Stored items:
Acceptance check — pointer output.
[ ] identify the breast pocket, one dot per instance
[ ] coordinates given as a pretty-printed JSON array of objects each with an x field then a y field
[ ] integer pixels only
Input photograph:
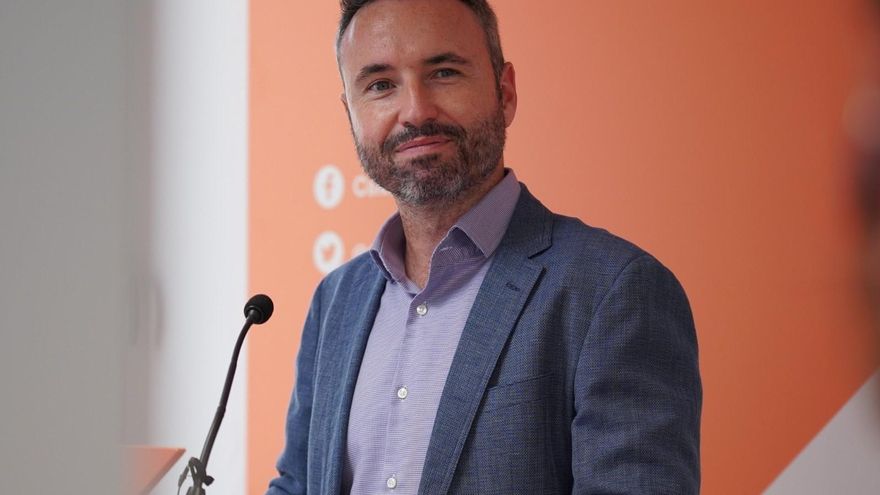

— PROBLEM TO SOLVE —
Repeat the lines of the entries above word for word, omitting the pictures.

— FULL RESPONSE —
Acceptance check — pointer output.
[ ] identify the breast pocket, one dot per instance
[ ] coordinates given as a pretty-printed JSON array of objects each with an x field then a y field
[ ] integer pixels only
Input photograph:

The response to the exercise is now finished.